- _GIVEN REQUEST_:
Extend the site-to-site VPN guide, starting after its last sentence.

- _DOCUMENT SEGMENT_:
START
Site-to-Site VPN to Cloud
For most organizations, a site-to-site IPsec VPN over the public internet is the right way to connect on-premises networks to a cloud VPC. It is cheap, encrypted by default, supported on essentially any firewall or router, and provisioned in minutes rather than weeks. Dedicated connectivity (Direct Connect, ExpressRoute, Interconnect) wins only when sustained bandwidth or latency requirements exceed what the public internet can deliver. This guide walks through the architecture, the configuration choices that actually matter, and the operational pitfalls.
The architecture in one diagram
A site-to-site VPN has two endpoints: a customer gateway (your physical or virtual router/firewall) and a cloud VPN gateway (a managed service in your VPC). An IPsec tunnel is established between them over the public internet. Routes are exchanged either statically or dynamically via BGP. Traffic destined for the other side of the tunnel is encrypted, encapsulated in ESP packets, and sent over the internet to the remote gateway, which decrypts and forwards it.
END
- _INFORMATION SUPPLIED_:
START
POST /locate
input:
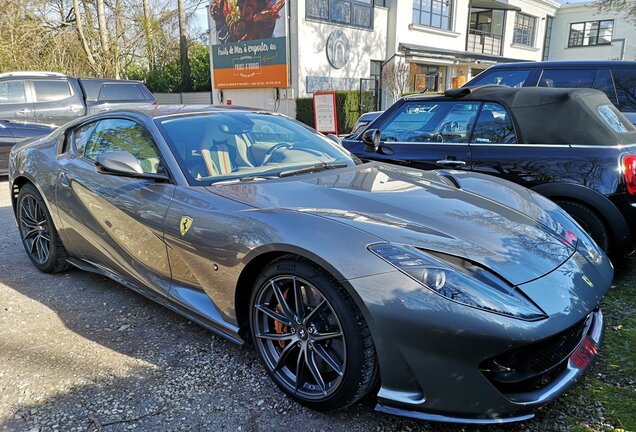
END
- _RESULT OF THE EXERCISE_:
On each cloud:
- AWS: Virtual Private Gateway (attached to VPC) or Transit Gateway (multi-VPC). Each VPN connection consists of two tunnels for redundancy. Customer Gateway is the AWS-side representation of your on-premises router.
- Azure: Virtual Network Gateway (VPN Gateway). Active-passive or active-active depending on SKU. Local Network Gateway represents your on-premises endpoint.
- GCP: HA VPN (recommended) with two interfaces and two tunnels for SLA, or Classic VPN (single interface, legacy). External VPN Gateway represents your on-premises endpoint.
When to choose VPN over dedicated connectivity
| Criterion | VPN wins when | Dedicated wins when |
|---|---|---|
| Bandwidth | Under ~5 Gbps sustained | 5+ Gbps sustained |
| Egress volume | Under 5 TB/month from cloud to on-premises | 5+ TB/month |
| Latency | 5-15 ms variance is acceptable | Need consistent <5 ms variance |
| Setup time | Need it working today | 4-12 weeks is fine |
| Fixed monthly cost | Under $200/month is required | $500-3000/month budget exists |
| Encryption | Need encryption out of the box | Need bare-metal performance more than encryption |
| Compliance posture | FIPS 140-2 IPsec is acceptable | Air-gapped private connectivity is required |
The IPsec parameters you actually pick
IPsec is configured in two phases. Both ends must agree exactly.
Phase 1 (IKE)
Establishes the secure channel for negotiating Phase 2. Modern recommendations:
- IKE version: IKEv2. Faster, more reliable, supports MOBIKE for mobile clients. IKEv1 only for legacy compatibility.
- Encryption: AES-256-GCM (preferred) or AES-256-CBC.
- Integrity: Not needed with GCM (authenticated encryption); SHA-256 or SHA-384 with CBC.
- DH Group: 19, 20, or 21 (ECDH). DH Group 14 (MODP-2048) is acceptable but slower. Avoid Group 2 (MODP-1024).
- Lifetime: 28800 seconds (8 hours).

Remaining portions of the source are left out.